"""

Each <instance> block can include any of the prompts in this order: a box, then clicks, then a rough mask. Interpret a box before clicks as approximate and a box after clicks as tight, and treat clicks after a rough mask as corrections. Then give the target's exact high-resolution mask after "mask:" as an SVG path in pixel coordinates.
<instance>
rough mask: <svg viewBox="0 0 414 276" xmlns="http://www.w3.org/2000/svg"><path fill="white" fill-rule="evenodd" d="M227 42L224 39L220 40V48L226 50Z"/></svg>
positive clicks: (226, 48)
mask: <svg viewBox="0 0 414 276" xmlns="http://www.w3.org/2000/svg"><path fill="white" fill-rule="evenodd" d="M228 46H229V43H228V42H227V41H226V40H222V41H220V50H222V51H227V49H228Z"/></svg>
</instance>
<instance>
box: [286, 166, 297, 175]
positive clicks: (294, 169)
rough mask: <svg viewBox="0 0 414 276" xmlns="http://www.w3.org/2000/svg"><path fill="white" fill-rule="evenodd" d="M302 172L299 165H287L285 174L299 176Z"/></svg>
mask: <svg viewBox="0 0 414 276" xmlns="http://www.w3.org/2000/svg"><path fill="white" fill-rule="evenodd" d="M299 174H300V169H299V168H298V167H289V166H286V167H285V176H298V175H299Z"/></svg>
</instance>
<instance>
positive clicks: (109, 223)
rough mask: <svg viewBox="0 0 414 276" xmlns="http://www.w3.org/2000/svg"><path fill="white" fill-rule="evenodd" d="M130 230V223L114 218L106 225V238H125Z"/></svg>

"""

WORK TASK: Once more, print all the records exactly.

REPLY:
Each <instance> block can include any of the prompts in this order: a box, then clicks, then a rough mask. Interpret a box before clicks as approximate and a box after clicks as tight, and treat clicks after a rough mask as corrections. Then give the target's exact high-resolution mask after "mask:" as an SVG path in pixel coordinates.
<instance>
rough mask: <svg viewBox="0 0 414 276" xmlns="http://www.w3.org/2000/svg"><path fill="white" fill-rule="evenodd" d="M227 42L224 39L220 40V48L226 50Z"/></svg>
positive clicks: (226, 48)
mask: <svg viewBox="0 0 414 276" xmlns="http://www.w3.org/2000/svg"><path fill="white" fill-rule="evenodd" d="M228 46H229V43H228V42H227V41H226V40H222V41H220V50H222V51H227V49H228Z"/></svg>
</instance>
<instance>
box: [286, 166, 297, 175]
positive clicks: (294, 169)
rough mask: <svg viewBox="0 0 414 276" xmlns="http://www.w3.org/2000/svg"><path fill="white" fill-rule="evenodd" d="M302 172L299 165H287L285 174L299 176Z"/></svg>
mask: <svg viewBox="0 0 414 276" xmlns="http://www.w3.org/2000/svg"><path fill="white" fill-rule="evenodd" d="M299 174H300V169H299V168H298V167H289V166H286V167H285V176H298V175H299Z"/></svg>
</instance>
<instance>
positive clicks: (109, 223)
rough mask: <svg viewBox="0 0 414 276" xmlns="http://www.w3.org/2000/svg"><path fill="white" fill-rule="evenodd" d="M130 230V223L114 218L106 225V238H125Z"/></svg>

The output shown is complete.